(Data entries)

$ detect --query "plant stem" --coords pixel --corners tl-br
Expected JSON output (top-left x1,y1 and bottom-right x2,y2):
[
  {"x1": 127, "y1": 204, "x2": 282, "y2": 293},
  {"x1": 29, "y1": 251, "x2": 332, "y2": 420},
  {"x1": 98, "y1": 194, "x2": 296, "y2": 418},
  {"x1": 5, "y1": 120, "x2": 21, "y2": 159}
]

- **WORK REQUEST**:
Set down each line of the data precisely as it appears above.

- **EXERCISE RESPONSE**:
$ detect --query "plant stem" --coords pixel --corners tl-br
Expected JSON output (top-left x1,y1 and bottom-right x2,y2):
[
  {"x1": 127, "y1": 204, "x2": 282, "y2": 293},
  {"x1": 29, "y1": 251, "x2": 332, "y2": 420},
  {"x1": 98, "y1": 194, "x2": 296, "y2": 418},
  {"x1": 5, "y1": 120, "x2": 21, "y2": 159}
]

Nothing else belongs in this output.